Selected excerpt -
She said when people are drinking in groups, they let their guard down.

“Their masks will go and social distancing will go. The spread will happen and we have seen it in many instances.”

She said drinking of alcohol socially brought people together and discouraged them from using masks, from social distancing and sanitising.

“More importantly when people have taken liquor, they get drunk, they engage in irresponsible behaviour, some of them become violent, they start fighting, killing each other.

“Even at home they become violent. When they get into their cars, they start driving recklessly, creating accidents.”

She said those people had to be rushed to hospitals, which means they were taking space that should be used to look after people who are ill and people who have Covid.

“Some of them need theatre, ICU beds and ventilators and taking away from those who are ill and who need it from Covid-19.”

Alcohol-related emergency cases diverted the services of medical personnel who should be in ICU looking after people with Covid-19.

“What happens then is the ICU gets full, beds in hospital get full and people who need those beds will not have access to them. It is for that reason that the cabinet has decided we need to suspend the sale of alcohol transportation and dispensing of alcohol,” Dlamini-Zuma said.

Dlamini-Zuma said the government was not limiting people’s rights.

“The government is trying to limit the spread of the virus because the spread happens through the movement of people. The virus is moved by people. It is spread by people. It is me who moves it. It is you who will move it. Part of limiting the movement is part of limiting the spread of virus,” Dlamini-Zuma said.

She said it was for that reason that the curfew was brought back from 9pm to 4am. Interprovincial travel is not allowed, except for funerals, work and business travel.

Problem details - Output verbatim the portion of the alcohol-suspension text that begins at the words "She said those" and ends after the words "limiting people’s rights.".

Dataset entries -
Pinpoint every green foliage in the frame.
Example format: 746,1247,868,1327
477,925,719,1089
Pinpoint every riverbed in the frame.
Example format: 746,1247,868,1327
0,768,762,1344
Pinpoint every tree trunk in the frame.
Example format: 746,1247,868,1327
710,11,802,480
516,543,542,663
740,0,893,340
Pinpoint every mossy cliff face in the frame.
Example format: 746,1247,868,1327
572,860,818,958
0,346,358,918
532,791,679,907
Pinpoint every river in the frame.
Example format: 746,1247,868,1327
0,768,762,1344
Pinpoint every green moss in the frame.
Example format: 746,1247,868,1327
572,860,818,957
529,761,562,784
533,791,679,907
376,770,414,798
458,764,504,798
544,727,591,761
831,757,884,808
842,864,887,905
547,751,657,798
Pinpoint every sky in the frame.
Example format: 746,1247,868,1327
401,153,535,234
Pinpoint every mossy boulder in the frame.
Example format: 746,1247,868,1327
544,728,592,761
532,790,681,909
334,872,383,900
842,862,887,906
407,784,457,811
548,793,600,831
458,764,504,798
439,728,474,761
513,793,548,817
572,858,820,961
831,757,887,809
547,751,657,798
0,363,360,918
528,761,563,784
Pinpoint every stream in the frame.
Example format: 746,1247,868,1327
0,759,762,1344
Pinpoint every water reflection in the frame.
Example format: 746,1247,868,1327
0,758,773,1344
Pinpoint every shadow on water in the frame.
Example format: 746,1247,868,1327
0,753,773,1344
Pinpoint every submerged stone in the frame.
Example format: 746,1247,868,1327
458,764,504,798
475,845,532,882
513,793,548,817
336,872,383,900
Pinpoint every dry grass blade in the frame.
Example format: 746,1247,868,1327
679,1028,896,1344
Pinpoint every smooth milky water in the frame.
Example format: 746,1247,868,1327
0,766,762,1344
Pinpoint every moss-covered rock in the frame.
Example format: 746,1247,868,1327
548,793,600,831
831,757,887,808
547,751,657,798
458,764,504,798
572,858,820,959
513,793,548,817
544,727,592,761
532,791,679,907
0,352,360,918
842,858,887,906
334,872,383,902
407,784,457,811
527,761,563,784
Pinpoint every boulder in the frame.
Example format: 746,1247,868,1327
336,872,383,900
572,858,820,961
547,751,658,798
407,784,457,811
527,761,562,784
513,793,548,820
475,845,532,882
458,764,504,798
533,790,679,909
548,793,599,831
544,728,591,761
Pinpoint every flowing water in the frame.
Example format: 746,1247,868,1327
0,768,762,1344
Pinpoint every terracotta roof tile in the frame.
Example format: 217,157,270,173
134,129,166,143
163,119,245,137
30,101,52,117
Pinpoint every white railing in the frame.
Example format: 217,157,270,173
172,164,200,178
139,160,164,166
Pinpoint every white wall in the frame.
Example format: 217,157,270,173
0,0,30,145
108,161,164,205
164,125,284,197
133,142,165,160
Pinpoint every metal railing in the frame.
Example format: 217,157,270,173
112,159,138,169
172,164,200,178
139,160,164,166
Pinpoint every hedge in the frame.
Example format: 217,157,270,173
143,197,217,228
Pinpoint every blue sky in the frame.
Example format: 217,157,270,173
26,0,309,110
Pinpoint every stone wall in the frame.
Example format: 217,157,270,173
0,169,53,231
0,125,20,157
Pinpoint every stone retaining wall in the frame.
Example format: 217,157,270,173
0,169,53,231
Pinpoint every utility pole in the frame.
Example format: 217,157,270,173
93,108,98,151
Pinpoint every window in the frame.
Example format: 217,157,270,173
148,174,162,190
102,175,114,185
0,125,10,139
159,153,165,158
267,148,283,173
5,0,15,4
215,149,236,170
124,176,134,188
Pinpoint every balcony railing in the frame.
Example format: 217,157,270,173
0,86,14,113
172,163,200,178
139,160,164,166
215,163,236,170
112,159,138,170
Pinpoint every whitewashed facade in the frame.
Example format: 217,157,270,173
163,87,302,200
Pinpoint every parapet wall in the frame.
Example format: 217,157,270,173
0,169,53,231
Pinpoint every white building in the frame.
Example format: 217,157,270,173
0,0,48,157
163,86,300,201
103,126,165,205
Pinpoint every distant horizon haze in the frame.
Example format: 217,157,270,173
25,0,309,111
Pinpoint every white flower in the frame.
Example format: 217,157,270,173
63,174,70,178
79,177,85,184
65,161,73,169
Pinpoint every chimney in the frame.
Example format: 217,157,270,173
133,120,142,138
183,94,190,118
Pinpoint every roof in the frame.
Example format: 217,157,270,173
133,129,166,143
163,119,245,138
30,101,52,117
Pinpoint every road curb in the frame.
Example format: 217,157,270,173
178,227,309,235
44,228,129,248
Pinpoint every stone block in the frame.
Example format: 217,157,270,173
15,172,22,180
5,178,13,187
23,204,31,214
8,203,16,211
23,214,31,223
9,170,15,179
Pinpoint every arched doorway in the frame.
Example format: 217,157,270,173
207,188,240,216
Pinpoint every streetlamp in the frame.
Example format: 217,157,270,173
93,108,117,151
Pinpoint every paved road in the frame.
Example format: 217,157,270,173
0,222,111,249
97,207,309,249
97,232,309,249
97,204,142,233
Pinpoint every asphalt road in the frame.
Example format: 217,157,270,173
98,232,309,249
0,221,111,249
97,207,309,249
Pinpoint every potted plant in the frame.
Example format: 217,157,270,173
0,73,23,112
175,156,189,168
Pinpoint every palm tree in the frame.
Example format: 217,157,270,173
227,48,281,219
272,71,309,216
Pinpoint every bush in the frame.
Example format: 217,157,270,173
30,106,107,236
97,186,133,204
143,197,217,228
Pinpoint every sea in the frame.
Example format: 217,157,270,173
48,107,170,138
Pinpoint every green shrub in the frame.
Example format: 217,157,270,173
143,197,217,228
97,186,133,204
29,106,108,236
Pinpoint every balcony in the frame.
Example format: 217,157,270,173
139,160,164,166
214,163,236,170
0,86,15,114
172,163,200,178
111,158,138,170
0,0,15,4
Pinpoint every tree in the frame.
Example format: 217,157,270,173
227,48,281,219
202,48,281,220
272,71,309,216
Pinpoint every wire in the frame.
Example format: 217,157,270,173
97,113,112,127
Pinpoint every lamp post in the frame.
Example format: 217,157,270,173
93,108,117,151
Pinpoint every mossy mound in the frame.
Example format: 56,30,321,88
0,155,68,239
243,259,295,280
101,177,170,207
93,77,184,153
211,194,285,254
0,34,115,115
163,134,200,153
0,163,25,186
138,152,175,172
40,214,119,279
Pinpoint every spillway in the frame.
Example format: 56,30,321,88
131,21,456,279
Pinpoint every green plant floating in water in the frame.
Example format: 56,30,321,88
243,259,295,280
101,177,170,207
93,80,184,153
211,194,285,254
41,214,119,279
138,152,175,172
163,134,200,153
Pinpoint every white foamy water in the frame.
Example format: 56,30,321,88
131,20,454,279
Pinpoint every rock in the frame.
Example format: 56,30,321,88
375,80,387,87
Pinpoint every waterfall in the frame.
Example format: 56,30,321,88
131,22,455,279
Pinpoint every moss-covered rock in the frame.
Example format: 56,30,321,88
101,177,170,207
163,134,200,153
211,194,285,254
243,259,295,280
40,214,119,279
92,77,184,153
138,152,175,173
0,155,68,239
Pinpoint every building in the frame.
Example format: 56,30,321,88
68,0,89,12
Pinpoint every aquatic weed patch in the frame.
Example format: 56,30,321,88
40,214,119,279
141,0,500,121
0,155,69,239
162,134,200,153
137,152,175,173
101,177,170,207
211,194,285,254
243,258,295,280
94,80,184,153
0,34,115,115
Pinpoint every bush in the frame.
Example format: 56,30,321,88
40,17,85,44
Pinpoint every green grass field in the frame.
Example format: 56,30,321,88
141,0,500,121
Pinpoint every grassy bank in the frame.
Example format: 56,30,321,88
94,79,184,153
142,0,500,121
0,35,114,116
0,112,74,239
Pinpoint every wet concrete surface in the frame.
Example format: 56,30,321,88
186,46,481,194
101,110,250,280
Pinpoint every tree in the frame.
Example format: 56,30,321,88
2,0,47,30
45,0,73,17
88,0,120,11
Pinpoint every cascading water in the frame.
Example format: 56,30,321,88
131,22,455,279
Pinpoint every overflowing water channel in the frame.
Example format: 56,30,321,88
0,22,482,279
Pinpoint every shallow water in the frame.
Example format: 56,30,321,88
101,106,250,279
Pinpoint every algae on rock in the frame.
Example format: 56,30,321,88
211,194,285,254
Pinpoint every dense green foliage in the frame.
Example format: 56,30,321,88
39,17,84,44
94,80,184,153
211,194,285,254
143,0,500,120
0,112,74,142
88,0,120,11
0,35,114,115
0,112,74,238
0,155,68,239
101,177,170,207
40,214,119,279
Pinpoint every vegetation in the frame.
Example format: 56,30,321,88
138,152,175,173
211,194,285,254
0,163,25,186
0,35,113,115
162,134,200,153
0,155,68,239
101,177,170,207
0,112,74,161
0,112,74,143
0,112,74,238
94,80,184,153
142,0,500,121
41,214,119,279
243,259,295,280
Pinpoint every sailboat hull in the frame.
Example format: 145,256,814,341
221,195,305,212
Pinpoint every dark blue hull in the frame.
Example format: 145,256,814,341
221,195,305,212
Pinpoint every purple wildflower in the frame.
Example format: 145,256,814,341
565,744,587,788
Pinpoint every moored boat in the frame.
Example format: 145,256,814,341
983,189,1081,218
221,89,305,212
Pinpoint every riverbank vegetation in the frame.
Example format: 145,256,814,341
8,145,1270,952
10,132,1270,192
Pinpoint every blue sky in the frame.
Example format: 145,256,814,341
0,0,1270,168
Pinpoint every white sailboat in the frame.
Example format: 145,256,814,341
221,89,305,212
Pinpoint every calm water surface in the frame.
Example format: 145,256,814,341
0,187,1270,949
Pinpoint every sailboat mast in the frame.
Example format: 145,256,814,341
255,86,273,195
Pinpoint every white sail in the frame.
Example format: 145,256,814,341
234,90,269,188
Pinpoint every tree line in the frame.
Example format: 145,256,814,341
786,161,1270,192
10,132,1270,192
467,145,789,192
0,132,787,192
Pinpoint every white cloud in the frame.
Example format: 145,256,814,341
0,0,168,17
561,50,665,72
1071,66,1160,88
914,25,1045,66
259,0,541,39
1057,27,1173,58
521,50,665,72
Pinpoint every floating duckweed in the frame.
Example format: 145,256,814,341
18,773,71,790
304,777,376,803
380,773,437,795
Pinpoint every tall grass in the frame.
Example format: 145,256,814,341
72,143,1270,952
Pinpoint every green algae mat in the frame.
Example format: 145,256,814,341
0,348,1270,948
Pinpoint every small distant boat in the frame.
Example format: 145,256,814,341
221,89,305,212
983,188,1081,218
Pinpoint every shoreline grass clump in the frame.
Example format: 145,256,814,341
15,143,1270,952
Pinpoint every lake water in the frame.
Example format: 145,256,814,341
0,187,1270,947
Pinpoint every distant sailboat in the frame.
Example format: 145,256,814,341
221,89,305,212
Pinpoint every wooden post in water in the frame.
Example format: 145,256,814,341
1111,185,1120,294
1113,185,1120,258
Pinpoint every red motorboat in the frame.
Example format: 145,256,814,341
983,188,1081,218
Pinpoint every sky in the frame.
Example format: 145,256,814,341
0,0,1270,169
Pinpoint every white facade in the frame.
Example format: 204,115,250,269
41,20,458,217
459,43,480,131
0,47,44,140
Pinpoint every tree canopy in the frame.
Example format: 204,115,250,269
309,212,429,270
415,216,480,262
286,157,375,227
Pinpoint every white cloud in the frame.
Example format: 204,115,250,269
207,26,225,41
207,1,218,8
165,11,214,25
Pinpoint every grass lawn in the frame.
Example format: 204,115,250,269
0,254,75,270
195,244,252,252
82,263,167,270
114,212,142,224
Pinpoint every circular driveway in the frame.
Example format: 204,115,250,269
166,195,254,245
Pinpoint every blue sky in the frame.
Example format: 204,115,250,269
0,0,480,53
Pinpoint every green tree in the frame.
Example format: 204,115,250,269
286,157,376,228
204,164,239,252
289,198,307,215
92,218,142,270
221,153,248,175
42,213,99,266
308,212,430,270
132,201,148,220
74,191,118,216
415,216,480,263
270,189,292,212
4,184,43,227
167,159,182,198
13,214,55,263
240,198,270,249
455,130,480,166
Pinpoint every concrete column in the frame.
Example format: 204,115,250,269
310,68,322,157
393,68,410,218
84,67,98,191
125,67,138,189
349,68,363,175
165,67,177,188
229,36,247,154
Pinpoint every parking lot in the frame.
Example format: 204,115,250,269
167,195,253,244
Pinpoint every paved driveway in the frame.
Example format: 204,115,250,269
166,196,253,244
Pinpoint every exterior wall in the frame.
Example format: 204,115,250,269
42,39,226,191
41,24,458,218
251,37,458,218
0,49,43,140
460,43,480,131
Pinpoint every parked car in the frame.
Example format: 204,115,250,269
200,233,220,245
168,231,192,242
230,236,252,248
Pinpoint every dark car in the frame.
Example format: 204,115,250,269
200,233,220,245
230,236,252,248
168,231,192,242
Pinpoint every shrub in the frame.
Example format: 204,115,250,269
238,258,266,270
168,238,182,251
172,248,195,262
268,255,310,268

Problem solution -
She said those people had to be rushed to hospitals, which means they were taking space that should be used to look after people who are ill and people who have Covid.

“Some of them need theatre, ICU beds and ventilators and taking away from those who are ill and who need it from Covid-19.”

Alcohol-related emergency cases diverted the services of medical personnel who should be in ICU looking after people with Covid-19.

“What happens then is the ICU gets full, beds in hospital get full and people who need those beds will not have access to them. It is for that reason that the cabinet has decided we need to suspend the sale of alcohol transportation and dispensing of alcohol,” Dlamini-Zuma said.

Dlamini-Zuma said the government was not limiting people’s rights.